Keck-USC healthcare workers overwhelmingly authorize 5-day strike
May 27th, 2021
More than 1,500 NUHW members at Keck Hospital of USC, USC Norris Comprehensive Cancer Center and several university clinics and call centers have authorized a 5-day strike.
Approximately 96 percent of voters opted to authorize the strike in their fight to improve wages, protect their health and retirement benefits and preserve their right to inform the public about conditions inside their hospitals.
“USC has mistreated its caregivers during the pandemic,” said Patricia Barahona, a patient care technician. “We’ve put our lives on the line for our patients; meanwhile the university has cut our retirement benefits, made it harder for us to take sick leave, and refused to offer hazard pay to maintain staffing even during the worst days of the COVID-19 surge.”
During voting on Friday, workers were joined by several community allies including Assemblymembers Wendy Carrillo and Miguel Santiago. “There is no reason why a multibillion dollar hospital like (Keck) USC can not provide you with the basic necessities to do your job — the ability to be able to serve in dignity the patients who rely on you,” Carrillo told workers.
In November, the university cancelled its annual 5 percent (no employee-match required) contribution to employee’s retirement accounts, and has so far refused to restore the lost retirement funds.
At the bargaining table, USC is also:
- Demanding a 9 percent increase in employee health care premiums
- Refusing to restore holiday pay for workers at the Norris cancer hospital.
- Insisting on the right to subcontract workers
- Refusing to guarantee emergency housing and hazard pay in the event of a future pandemic.

-- EXERCISE TASKS --
[A] Answer these questions from the strike article:
(i) What share of voters opted to authorize the strike?
(ii) What job does Patricia Barahona hold?
(iii) By what percentage is USC demanding to raise employee health care premiums?
[B] Carry on the strike article beyond its last line.
The entries are separate material and have no connection to the strike article.

(Referring expression pointing data)
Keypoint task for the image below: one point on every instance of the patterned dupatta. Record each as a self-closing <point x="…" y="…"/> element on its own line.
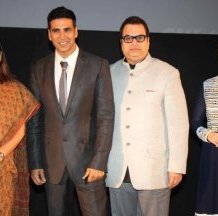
<point x="17" y="105"/>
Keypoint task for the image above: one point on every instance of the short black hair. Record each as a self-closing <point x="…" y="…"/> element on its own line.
<point x="134" y="20"/>
<point x="61" y="12"/>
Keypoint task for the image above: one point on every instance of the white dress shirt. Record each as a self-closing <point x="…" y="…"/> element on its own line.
<point x="71" y="60"/>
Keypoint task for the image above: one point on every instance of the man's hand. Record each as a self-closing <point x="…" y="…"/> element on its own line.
<point x="92" y="175"/>
<point x="38" y="176"/>
<point x="174" y="179"/>
<point x="213" y="138"/>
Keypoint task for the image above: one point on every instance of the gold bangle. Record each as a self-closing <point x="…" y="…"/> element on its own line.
<point x="2" y="156"/>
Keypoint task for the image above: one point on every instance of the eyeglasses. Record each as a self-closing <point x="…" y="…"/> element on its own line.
<point x="129" y="38"/>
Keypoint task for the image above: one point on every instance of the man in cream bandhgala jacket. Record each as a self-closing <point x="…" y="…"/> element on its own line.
<point x="151" y="124"/>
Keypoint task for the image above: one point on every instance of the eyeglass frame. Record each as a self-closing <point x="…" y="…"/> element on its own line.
<point x="136" y="37"/>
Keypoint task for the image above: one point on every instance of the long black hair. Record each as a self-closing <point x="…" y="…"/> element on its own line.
<point x="5" y="73"/>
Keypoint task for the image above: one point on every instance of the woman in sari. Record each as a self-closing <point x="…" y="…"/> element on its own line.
<point x="17" y="105"/>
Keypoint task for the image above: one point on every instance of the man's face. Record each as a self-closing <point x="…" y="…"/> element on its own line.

-- ANSWERS TO THE TASKS --
[A]
(i) Approximately 96 percent.
(ii) Patient care technician.
(iii) 9 percent.

[B]
Brian Dodero a respiratory therapist at Keck Hospital of USC, said the union wants USC to include a pandemic preparedness component in the new contract.
“This has been a once-in-lifetime pandemic that none of us ever expected and we want to make sure that what we have learned is included,”Brian Dodero, a respiratory therapist at Keck Hospital of USC told the Los Angeles Daily News.
The university is also seeking to eliminate the right of workers to hold pickets or public protests even to inform the public about patient care concerns for the duration of the contract.
Last year, caregivers protested outside Keck Hospital of USC against the university imposing rules that limited sick leave and imposed harsh penalties on workers who need more time to recover from illnesses or take care of their sick family members. That protest, which took place just one month before California’s first shelter-in-place order, would have been forbidden under the university’s current proposal.
“We can’t provide the care our patients deserve if we can’t inform the public of problems we see in our hospitals,” April Henriquez, a support coordinator at Keck Hospital of USC. “We don’t want to strike, but we’ve been through too much to let USC eliminate our benefits, put our safety at risk or prevent us from speaking out and advocating for our patients.”